Tarefas:
A - De acordo com o trecho sobre o ensino superior no Brasil, quantos bacharéis o país tinha, no máximo, em 1822?
B - Por favor, reescreva a parte do trecho sobre o ensino superior no Brasil que começa com as palavras "O custo desse" e termina com "EUA, de 50%.", substituindo "Chile" por "México".

Trecho para leitura:
--*--

Em 1822, ano da Independência, o país não contava com mais de 3.000 bacharéis, a maioria formada em instituições européias e nas recém-instaladas faculdades de Medicina ou Direito do RJ, SP, Olinda e Recife.
Essa incrível falta de densidade acadêmica, que atravessou todo o Império e a Primeira República - basta lembrar, por comparação, que em 1918 a Argentina já experimentava sua primeira reforma universitária -, funcionaria como um grave óbice ao desenvolvimento nacional, afetando da produção do conhecimento à socialização de seus benefícios.
Chega a espantar que, em atmosfera tão rarefeita, o país tenha produzido um Oswaldo Cruz, um Santos Dumont ou um Carlos Chagas, homens que fizeram-se por si mesmos.
O custo desse retardo é alto e a dívida social acumulada, enorme. Ainda hoje, apenas 14% da população brasileira entre 18 e 24 anos tem acesso à formação superior, sendo que no Chile essa taxa é de 30% e, nos EUA, de 50%.
Além da exclusão de milhões de pessoas das oportunidades propiciadas pela qualificação universitária, essa situação afeta notavelmente a capacidade do país de preparar, em número suficiente, profissionais capazes de gerar conhecimento e de produzir riqueza.

--*--

Material de consulta:

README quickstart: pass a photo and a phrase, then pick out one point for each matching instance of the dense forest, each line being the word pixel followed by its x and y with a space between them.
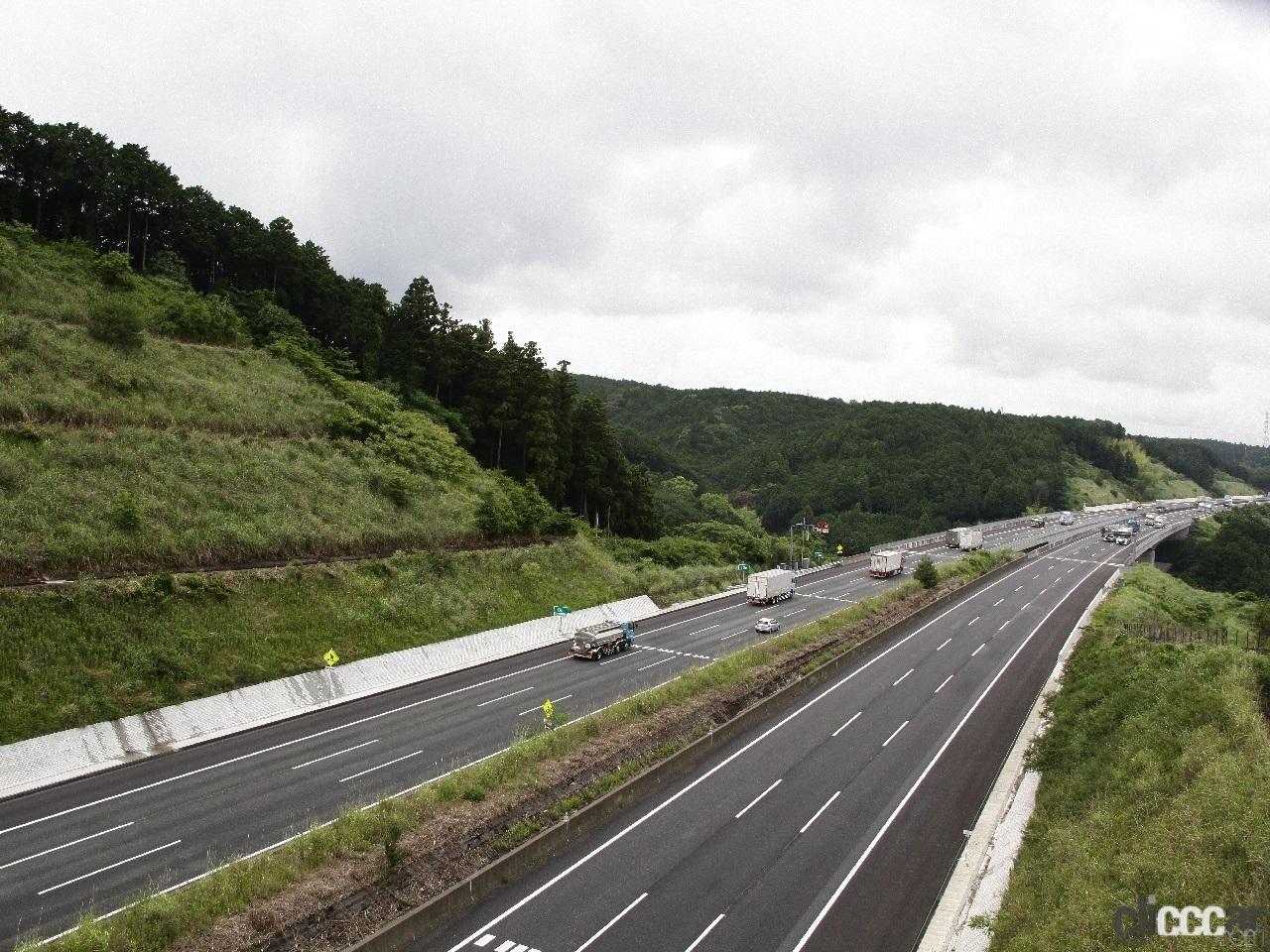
pixel 1232 557
pixel 684 470
pixel 873 470
pixel 266 285
pixel 1206 461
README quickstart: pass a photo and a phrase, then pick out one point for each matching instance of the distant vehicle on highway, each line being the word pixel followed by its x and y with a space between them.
pixel 965 539
pixel 885 562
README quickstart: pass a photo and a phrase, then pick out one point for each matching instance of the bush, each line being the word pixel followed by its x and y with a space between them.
pixel 926 574
pixel 118 322
pixel 114 271
pixel 518 509
pixel 126 512
pixel 204 320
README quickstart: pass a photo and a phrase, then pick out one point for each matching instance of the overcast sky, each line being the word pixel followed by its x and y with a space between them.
pixel 1048 207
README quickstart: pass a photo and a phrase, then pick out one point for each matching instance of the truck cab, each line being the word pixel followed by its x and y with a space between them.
pixel 594 642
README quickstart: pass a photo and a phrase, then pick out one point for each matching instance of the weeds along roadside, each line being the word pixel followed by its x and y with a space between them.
pixel 372 838
pixel 1155 779
pixel 164 639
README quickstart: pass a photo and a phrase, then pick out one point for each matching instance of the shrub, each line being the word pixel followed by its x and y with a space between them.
pixel 118 322
pixel 204 320
pixel 126 512
pixel 518 509
pixel 926 574
pixel 114 271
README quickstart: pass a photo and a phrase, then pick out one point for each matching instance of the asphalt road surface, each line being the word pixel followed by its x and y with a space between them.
pixel 832 826
pixel 95 843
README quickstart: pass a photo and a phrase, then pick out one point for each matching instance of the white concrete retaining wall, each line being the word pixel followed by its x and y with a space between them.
pixel 40 762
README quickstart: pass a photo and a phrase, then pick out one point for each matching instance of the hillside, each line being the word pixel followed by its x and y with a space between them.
pixel 876 470
pixel 125 447
pixel 168 453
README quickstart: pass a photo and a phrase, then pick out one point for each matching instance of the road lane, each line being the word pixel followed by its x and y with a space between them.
pixel 350 754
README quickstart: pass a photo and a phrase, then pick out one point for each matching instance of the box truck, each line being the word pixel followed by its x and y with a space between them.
pixel 770 587
pixel 887 562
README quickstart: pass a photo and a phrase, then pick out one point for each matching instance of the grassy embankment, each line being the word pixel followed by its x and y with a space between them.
pixel 1156 778
pixel 1087 485
pixel 160 453
pixel 185 454
pixel 107 649
pixel 160 923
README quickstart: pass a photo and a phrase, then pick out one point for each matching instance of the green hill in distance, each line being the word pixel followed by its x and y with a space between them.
pixel 878 470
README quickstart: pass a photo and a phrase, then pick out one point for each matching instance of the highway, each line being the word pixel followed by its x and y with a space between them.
pixel 94 843
pixel 832 826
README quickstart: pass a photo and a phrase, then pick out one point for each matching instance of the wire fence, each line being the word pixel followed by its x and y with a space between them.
pixel 1175 634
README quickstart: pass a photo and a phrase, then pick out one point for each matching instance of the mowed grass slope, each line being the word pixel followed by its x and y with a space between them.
pixel 1155 779
pixel 173 454
pixel 105 649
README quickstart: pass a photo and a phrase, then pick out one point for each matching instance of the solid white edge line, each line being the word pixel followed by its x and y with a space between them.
pixel 504 697
pixel 912 789
pixel 894 733
pixel 847 724
pixel 276 747
pixel 318 760
pixel 699 938
pixel 612 921
pixel 817 814
pixel 746 809
pixel 105 869
pixel 72 843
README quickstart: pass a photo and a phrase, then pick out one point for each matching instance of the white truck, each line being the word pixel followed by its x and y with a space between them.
pixel 885 562
pixel 770 587
pixel 594 642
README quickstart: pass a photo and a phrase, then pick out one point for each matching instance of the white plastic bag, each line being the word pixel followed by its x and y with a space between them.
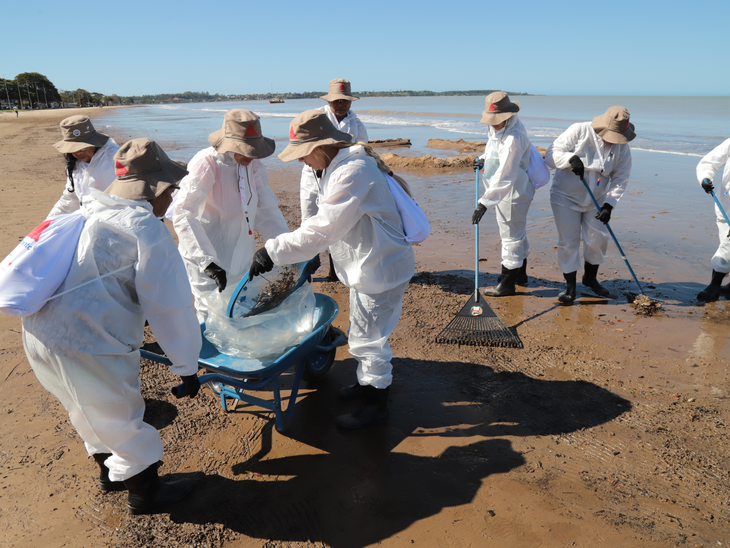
pixel 537 171
pixel 415 222
pixel 33 271
pixel 263 337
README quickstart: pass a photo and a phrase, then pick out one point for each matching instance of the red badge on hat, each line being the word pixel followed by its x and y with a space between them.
pixel 121 171
pixel 37 231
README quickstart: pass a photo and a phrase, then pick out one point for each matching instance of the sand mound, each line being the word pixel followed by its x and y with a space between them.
pixel 428 162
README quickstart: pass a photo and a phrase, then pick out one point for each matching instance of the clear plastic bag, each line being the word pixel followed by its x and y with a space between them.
pixel 267 335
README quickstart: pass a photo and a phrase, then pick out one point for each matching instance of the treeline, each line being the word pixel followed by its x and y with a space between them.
pixel 34 90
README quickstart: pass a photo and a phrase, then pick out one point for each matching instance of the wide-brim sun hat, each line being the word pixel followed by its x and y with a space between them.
pixel 339 89
pixel 309 130
pixel 144 171
pixel 498 108
pixel 614 126
pixel 241 134
pixel 78 133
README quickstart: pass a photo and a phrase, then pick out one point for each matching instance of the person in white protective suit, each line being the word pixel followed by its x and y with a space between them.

--*--

Respostas:
A - Não mais de 3.000 bacharéis.

B -
O custo desse retardo é alto e a dívida social acumulada, enorme. Ainda hoje, apenas 14% da população brasileira entre 18 e 24 anos tem acesso à formação superior, sendo que no México essa taxa é de 30% e, nos EUA, de 50%.